Challenge>
Reproduce the lines of the rows below verbatim, starting at the line that contains "Target: sea water" and ending at the final line of the rows. Include both of those lines and nothing outside that span.

Dataset items:
· · · · ·

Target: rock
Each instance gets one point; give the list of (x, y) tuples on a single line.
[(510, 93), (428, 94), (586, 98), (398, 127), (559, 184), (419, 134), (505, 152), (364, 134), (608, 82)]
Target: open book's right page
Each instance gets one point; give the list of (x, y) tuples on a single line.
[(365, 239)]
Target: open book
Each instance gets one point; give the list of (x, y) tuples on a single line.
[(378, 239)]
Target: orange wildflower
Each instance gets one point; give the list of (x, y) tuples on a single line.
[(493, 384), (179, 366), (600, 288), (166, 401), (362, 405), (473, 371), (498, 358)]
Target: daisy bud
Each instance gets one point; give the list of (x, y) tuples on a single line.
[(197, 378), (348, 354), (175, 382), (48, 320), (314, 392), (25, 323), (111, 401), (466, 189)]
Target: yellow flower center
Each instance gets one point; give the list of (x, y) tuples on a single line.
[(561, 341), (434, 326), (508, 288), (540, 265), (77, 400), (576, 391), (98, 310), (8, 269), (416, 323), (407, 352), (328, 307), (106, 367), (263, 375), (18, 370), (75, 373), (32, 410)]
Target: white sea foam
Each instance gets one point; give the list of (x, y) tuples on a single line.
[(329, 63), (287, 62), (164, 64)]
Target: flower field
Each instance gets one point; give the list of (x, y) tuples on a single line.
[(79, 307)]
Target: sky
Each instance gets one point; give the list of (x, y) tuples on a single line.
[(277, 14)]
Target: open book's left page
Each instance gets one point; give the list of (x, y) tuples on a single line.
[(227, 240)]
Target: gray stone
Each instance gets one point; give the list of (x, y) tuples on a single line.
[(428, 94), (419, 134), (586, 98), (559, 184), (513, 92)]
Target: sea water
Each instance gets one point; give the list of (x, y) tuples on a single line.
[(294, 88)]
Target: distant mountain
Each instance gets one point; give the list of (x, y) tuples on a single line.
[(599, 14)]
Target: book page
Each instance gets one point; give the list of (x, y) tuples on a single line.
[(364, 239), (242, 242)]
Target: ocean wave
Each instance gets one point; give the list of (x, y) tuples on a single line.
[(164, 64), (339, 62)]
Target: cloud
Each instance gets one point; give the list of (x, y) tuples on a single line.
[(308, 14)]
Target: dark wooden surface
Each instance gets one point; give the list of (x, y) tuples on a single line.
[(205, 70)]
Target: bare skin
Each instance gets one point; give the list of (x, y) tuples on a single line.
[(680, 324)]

· · · · ·

Completed task>
Target: sea water
Each instance gets one point; give the list of (x, y) tuples on a single line.
[(294, 88)]
Target: distant mountain
Each instance gets one point; give the list of (x, y) tuples on a single line.
[(599, 14)]
Target: book page
Each instance gets one point; give the list of (x, y) tuples on a single line.
[(364, 239), (242, 242)]
Target: ocean wave
Each instance gets one point; give the list of (x, y) tuples on a single line.
[(164, 64), (339, 62)]
Target: cloud
Each instance gets one point; give the list of (x, y) tuples on a single line.
[(308, 14)]
Target: dark wooden surface
Each instance gets one point; give the list of (x, y) tuples on a single line.
[(205, 70)]
Target: bare skin
Each instance gets one point; give the list of (x, y) tuples on a single line.
[(680, 324)]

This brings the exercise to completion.